Collection entries

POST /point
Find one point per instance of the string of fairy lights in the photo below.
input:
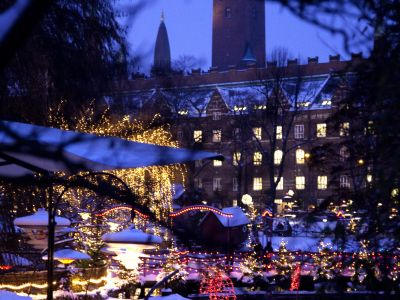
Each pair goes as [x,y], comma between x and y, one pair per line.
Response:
[148,182]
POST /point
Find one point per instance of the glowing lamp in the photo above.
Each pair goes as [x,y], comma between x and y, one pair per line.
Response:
[66,261]
[68,256]
[247,200]
[35,226]
[129,244]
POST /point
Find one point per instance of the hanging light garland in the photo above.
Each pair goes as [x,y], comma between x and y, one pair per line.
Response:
[151,184]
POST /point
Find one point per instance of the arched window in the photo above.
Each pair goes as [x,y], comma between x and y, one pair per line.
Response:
[344,153]
[278,154]
[300,156]
[228,12]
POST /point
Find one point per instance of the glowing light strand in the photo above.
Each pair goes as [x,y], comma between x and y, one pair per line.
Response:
[122,207]
[200,208]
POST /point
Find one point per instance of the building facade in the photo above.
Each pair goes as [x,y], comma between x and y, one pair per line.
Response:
[238,34]
[266,119]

» What you are asked to do:
All records above are to be printed exactly, minus the pictures they contain.

» Response:
POST /point
Find one point per instance of the string of fairy lights in the photo below.
input:
Each pair goes as [x,y], comma between x and y, one pair per line.
Response:
[148,182]
POST /point
Find one point per instance of the glowing lamp in the photo above.
Each pair goes as [x,y], comma between x and y, one pair per line.
Response:
[66,261]
[68,256]
[247,200]
[35,226]
[129,244]
POST /point
Find one point per instance of the hanging light garland in the photo above.
Each pair goes as [x,y], comma between x and y, one pair per line.
Response:
[151,184]
POST /point
Find one point per instance of the arched window in the photo above.
Each pair goes as [x,y], comma between x and y, one pair per line.
Response:
[344,153]
[278,154]
[300,156]
[228,12]
POST /point
Find one point per instance of the glowing light strand in the photo above.
Each pair goes as [x,y], comma between x and y, one pair per line.
Response:
[122,207]
[200,208]
POST /point
Find one point per instance of the building facade in the photo above.
Each pair goes as [x,y], comma between x and y, one pair per line.
Response:
[238,34]
[266,119]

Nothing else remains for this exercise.